### İstenen İş
Kişisel verilerin aktarımını ele alan metinde "Konunun ana noktası" ifadesini içeren sözcüklerle açılıp "veri miktarı katlanmaktadır." ile kapanan kısmı kelimesi kelimesine aktarır mısın?

### Belge Bölümü

Günümüzde teknolojinin etkisiyle kişisel verinin önemi artmıştır. Kişisel verilerin hukuki açıdan da korunması konusunda, devletler kendi mevzuatlarında bu artan önem ile birlikte hızla yeni regülasyonlar yapmaya başlamışlardır. İnternetin yapısı düşünüldüğünde verinin aktarım halinde olması internetin doğasına uygundur. Fakat devletlerin egemenliğinden doğan hakları, internetin bu yapısıyla ters düşebilmektedir. Bu kapsamda da her ülkenin yasal düzenlemeleri farklı boyutlarda ve kapsamlarda ele alınmıştır.
Veri koruması hukukuyla ilgili devletlerin yapmış olduğu regülasyonlarda verilerin, ülkelerin kendi ülke sınırları içerisinde kalmasını sağlama yönündeki düzenlemelere, ağırlık verdiği görülmektedir. Fakat burada şu unutulmamalıdır; hukuki düzenlemeler her ne kadar teknolojik yapıların sınırlarını çizmeye çalışsa da teknolojik gelişmeler bu sınırların ve düzenlemelerin yeniden düzenlenmesi için kendi yolunu daima bulacağı kaçınılmazdır.
Bizim ülkemizde de verinin yurt dışına aktarımı konusunda sınırlamalar getirilmiştir. Her ne kadar bununla, ülkemizde bulunan vatandaşların kişilik hakkı ihlallerine maruz kalmaması ve devletin egemenlik yetkisinin sınırlarının kaybolmaması için bu tarz sınırlayıcı ve kısıtlayıcı hukuki düzenlemeler yapılması amaçlanıyor olsa da teknolojinin yaşadığı evrim neticesinde yapılan bu hukuki düzenlemelerin metruk hale geleceği öngörülebilir bir gerçektir. Yaşanan somut olayların ışığında geçmişte de bu tip durumların olduğu göz ardı edilmemelidir ve gelecekte de böyle durumların olabileceği öngörülmelidir. Bu noktada hukukun yön verici olmaktan ziyade, takip eden nitelikte olduğunu ve değişen hususlara ilişkin hukuki düzenleme yapmak zorunda kaldığını söylememiz pek de yanlış olmayacaktır.
Konunun ana noktası olarak değinmek istediğim de verinin transferi olacaktır. Verinin önem kazanması, elektronik haberleşmenin güçlenmesiyle ve bilgisayarların hayatlarımıza girişiyle mümkün olmuştur. Elbette ki veri insanlık tarihi için her zaman önemli bir değerde olsa da bugün veri kelimesinin bizler için ifade ettiği; bilgisayar ortamında oluşturulan ve işlenen bilgiler olmaktadır. Zaten insanlığın sahip olduğu bilgi miktarı, bilgisayar ortamlarının artışı ile birlikte inanılmaz seviyelere ulaşmıştır. Bununla birlikte bugün internet hızlarının artışı ve bilgisayarlardaki mikro işlemci ve diğer donanımlarda yaşanan devrim ile her geçen gün veri miktarı katlanmaktadır.

### Verilen Bilgiler
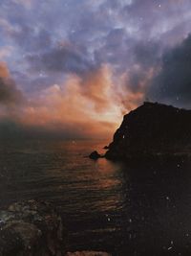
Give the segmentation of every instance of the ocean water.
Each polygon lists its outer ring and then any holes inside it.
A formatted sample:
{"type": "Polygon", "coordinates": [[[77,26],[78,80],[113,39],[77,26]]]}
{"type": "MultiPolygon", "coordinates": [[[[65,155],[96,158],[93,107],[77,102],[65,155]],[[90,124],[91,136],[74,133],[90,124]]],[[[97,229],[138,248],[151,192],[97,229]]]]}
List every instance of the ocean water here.
{"type": "Polygon", "coordinates": [[[191,255],[191,165],[129,165],[86,157],[108,141],[0,145],[0,206],[25,198],[59,208],[70,251],[191,255]]]}

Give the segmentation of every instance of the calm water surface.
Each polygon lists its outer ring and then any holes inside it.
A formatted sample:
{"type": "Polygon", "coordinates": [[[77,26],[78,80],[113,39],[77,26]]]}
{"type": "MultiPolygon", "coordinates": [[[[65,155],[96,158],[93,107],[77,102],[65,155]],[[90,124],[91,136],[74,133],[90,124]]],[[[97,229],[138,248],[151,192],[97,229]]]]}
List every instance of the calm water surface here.
{"type": "Polygon", "coordinates": [[[136,167],[84,157],[107,144],[2,142],[0,206],[53,201],[64,218],[68,250],[191,255],[191,165],[136,167]]]}

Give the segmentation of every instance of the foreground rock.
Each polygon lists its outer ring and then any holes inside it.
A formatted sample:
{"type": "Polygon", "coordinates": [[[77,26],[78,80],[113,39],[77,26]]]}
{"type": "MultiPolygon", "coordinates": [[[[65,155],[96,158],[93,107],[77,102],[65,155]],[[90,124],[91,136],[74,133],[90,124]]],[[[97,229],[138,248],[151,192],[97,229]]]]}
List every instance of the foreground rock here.
{"type": "Polygon", "coordinates": [[[109,159],[187,157],[191,110],[144,103],[125,115],[105,156],[109,159]]]}
{"type": "Polygon", "coordinates": [[[95,151],[91,152],[91,154],[89,155],[89,157],[91,159],[96,160],[96,159],[100,158],[101,155],[97,151],[95,151]]]}
{"type": "Polygon", "coordinates": [[[65,255],[60,216],[47,202],[28,200],[0,211],[0,256],[65,255]]]}
{"type": "Polygon", "coordinates": [[[111,256],[111,254],[102,251],[76,251],[68,252],[66,256],[111,256]]]}

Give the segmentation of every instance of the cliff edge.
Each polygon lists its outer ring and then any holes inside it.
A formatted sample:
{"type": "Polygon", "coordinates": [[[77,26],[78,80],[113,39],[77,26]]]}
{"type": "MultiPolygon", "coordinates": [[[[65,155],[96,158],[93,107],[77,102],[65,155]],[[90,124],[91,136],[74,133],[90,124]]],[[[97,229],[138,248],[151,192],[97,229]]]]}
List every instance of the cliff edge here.
{"type": "Polygon", "coordinates": [[[129,159],[191,152],[191,110],[145,102],[126,114],[105,154],[129,159]]]}

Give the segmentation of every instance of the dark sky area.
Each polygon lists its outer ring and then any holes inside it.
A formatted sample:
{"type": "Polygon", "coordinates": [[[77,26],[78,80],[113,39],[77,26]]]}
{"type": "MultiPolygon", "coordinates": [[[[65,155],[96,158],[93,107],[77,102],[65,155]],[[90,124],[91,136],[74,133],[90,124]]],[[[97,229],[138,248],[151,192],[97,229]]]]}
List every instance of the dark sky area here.
{"type": "Polygon", "coordinates": [[[191,108],[191,1],[1,0],[0,137],[110,137],[145,99],[191,108]]]}

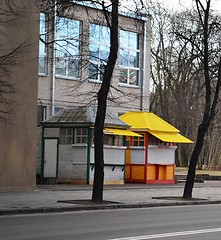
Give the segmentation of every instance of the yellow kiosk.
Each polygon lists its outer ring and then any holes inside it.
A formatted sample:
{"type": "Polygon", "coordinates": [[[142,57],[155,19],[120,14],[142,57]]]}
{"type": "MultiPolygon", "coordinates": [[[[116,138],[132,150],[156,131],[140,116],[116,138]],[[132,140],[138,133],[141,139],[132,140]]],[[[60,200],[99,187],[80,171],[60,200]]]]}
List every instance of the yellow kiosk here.
{"type": "Polygon", "coordinates": [[[193,143],[151,112],[128,112],[120,119],[139,137],[128,138],[126,182],[174,184],[176,143],[193,143]]]}

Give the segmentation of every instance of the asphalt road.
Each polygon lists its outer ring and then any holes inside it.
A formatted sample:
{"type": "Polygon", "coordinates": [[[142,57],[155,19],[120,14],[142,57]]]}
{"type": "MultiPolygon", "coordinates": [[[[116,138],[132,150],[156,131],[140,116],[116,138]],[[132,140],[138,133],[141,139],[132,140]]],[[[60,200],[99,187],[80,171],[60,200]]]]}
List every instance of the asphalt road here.
{"type": "Polygon", "coordinates": [[[221,205],[0,217],[1,240],[220,240],[221,205]]]}

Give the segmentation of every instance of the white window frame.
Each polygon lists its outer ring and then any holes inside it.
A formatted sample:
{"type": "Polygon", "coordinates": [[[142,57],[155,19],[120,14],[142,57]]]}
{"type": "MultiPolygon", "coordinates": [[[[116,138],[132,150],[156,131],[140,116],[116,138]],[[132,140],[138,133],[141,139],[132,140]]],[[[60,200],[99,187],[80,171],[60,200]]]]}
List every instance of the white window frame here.
{"type": "MultiPolygon", "coordinates": [[[[90,59],[90,53],[89,53],[89,65],[91,65],[91,66],[94,66],[96,69],[97,69],[97,79],[95,79],[95,78],[90,78],[90,66],[89,66],[89,70],[88,70],[88,72],[89,72],[89,80],[91,81],[91,82],[98,82],[98,83],[101,83],[102,81],[103,81],[103,73],[101,72],[102,71],[102,67],[104,67],[105,68],[105,66],[106,66],[106,64],[107,64],[107,62],[104,60],[104,59],[102,59],[102,56],[101,56],[101,48],[110,48],[110,35],[109,35],[109,44],[107,45],[107,39],[105,38],[105,36],[104,37],[102,37],[102,35],[105,33],[105,32],[102,32],[102,29],[105,29],[104,31],[107,31],[107,33],[108,33],[108,31],[109,31],[109,28],[107,27],[107,26],[103,26],[103,25],[99,25],[99,24],[95,24],[95,23],[90,23],[90,36],[91,36],[91,34],[93,34],[93,33],[91,33],[91,27],[92,27],[92,25],[94,25],[94,26],[97,26],[98,28],[99,28],[99,31],[97,32],[98,34],[99,34],[99,37],[98,37],[98,39],[91,39],[91,37],[89,37],[89,41],[90,41],[90,44],[89,44],[89,51],[90,51],[90,46],[91,45],[97,45],[97,46],[99,46],[99,49],[98,49],[98,57],[97,57],[97,60],[96,59],[93,59],[93,60],[91,60],[90,59]]],[[[107,51],[108,52],[108,55],[109,55],[109,52],[110,51],[107,51]]]]}
{"type": "MultiPolygon", "coordinates": [[[[121,86],[127,86],[127,87],[139,87],[140,85],[140,60],[139,60],[139,56],[140,56],[140,49],[139,49],[139,33],[137,32],[132,32],[132,31],[126,31],[126,30],[120,30],[120,54],[121,54],[121,50],[127,52],[127,65],[122,65],[120,60],[119,60],[119,85],[121,86]],[[136,34],[137,35],[137,47],[136,48],[131,48],[129,46],[129,38],[128,38],[128,42],[127,42],[127,46],[125,47],[125,44],[122,44],[122,38],[121,38],[121,33],[122,32],[126,32],[127,34],[136,34]],[[130,66],[130,56],[132,55],[131,53],[135,53],[136,57],[137,57],[137,67],[135,66],[130,66]],[[122,82],[120,81],[120,71],[121,70],[125,70],[126,71],[126,82],[122,82]],[[130,72],[131,71],[135,71],[137,72],[136,74],[136,79],[137,79],[137,83],[136,84],[131,84],[130,82],[130,72]]],[[[119,59],[121,59],[121,56],[119,56],[119,59]]]]}
{"type": "MultiPolygon", "coordinates": [[[[44,42],[46,42],[47,38],[47,26],[46,26],[46,14],[41,12],[40,13],[40,36],[44,42]]],[[[47,75],[47,47],[46,44],[39,39],[39,59],[38,59],[38,74],[40,76],[47,75]],[[43,49],[43,51],[41,51],[43,49]],[[43,58],[44,60],[44,71],[40,72],[40,59],[43,58]]]]}
{"type": "MultiPolygon", "coordinates": [[[[70,19],[70,18],[65,18],[65,17],[57,17],[56,18],[56,33],[55,33],[55,76],[58,77],[58,78],[65,78],[65,79],[71,79],[71,80],[79,80],[80,79],[80,43],[81,43],[81,22],[78,21],[78,20],[75,20],[75,19],[70,19]],[[60,21],[66,21],[66,31],[67,31],[67,36],[62,36],[62,37],[59,37],[58,35],[61,35],[59,34],[59,22],[60,21]],[[71,36],[71,34],[69,33],[69,23],[71,23],[72,21],[76,21],[79,23],[79,34],[78,36],[71,36]],[[70,34],[70,35],[69,35],[70,34]],[[66,42],[66,45],[65,46],[60,46],[59,45],[59,42],[66,42]],[[74,43],[78,43],[78,54],[77,55],[71,55],[69,54],[72,50],[71,50],[71,45],[74,46],[74,43]],[[64,51],[66,51],[66,53],[64,53],[64,55],[66,54],[67,56],[62,56],[60,59],[63,61],[63,63],[61,62],[60,64],[63,64],[63,71],[64,71],[64,74],[60,74],[58,73],[58,68],[57,68],[57,65],[59,64],[58,62],[58,58],[59,58],[59,50],[58,49],[64,49],[64,51]],[[69,67],[69,64],[70,64],[70,61],[74,61],[74,62],[78,62],[77,63],[77,76],[70,76],[70,72],[71,72],[71,68],[69,67]]],[[[62,30],[64,28],[61,28],[62,30]]]]}
{"type": "Polygon", "coordinates": [[[73,129],[72,128],[60,128],[60,144],[72,144],[73,143],[73,129]]]}
{"type": "Polygon", "coordinates": [[[88,129],[87,128],[75,128],[74,130],[74,144],[87,143],[88,129]]]}

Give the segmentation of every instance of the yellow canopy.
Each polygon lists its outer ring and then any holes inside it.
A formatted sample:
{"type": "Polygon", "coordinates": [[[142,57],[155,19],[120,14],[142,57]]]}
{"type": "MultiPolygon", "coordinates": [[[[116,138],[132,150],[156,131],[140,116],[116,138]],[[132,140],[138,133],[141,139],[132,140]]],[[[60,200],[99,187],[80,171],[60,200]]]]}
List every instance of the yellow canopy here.
{"type": "Polygon", "coordinates": [[[163,142],[174,142],[174,143],[193,143],[190,139],[182,136],[179,133],[169,133],[169,132],[157,132],[148,130],[153,136],[159,138],[163,142]]]}
{"type": "Polygon", "coordinates": [[[114,134],[120,136],[140,137],[140,134],[125,129],[105,128],[104,134],[114,134]]]}
{"type": "Polygon", "coordinates": [[[120,116],[120,119],[132,129],[179,132],[178,129],[151,112],[127,112],[120,116]]]}
{"type": "Polygon", "coordinates": [[[148,131],[164,142],[193,143],[179,130],[151,112],[127,112],[120,119],[134,131],[148,131]]]}

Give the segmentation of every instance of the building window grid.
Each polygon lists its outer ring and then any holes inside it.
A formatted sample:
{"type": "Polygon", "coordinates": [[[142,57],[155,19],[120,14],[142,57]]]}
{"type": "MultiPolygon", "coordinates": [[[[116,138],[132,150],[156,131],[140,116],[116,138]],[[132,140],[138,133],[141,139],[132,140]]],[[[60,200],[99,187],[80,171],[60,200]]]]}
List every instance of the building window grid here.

### Eksiksiz Cevap
Konunun ana noktası olarak değinmek istediğim de verinin transferi olacaktır. Verinin önem kazanması, elektronik haberleşmenin güçlenmesiyle ve bilgisayarların hayatlarımıza girişiyle mümkün olmuştur. Elbette ki veri insanlık tarihi için her zaman önemli bir değerde olsa da bugün veri kelimesinin bizler için ifade ettiği; bilgisayar ortamında oluşturulan ve işlenen bilgiler olmaktadır. Zaten insanlığın sahip olduğu bilgi miktarı, bilgisayar ortamlarının artışı ile birlikte inanılmaz seviyelere ulaşmıştır. Bununla birlikte bugün internet hızlarının artışı ve bilgisayarlardaki mikro işlemci ve diğer donanımlarda yaşanan devrim ile her geçen gün veri miktarı katlanmaktadır.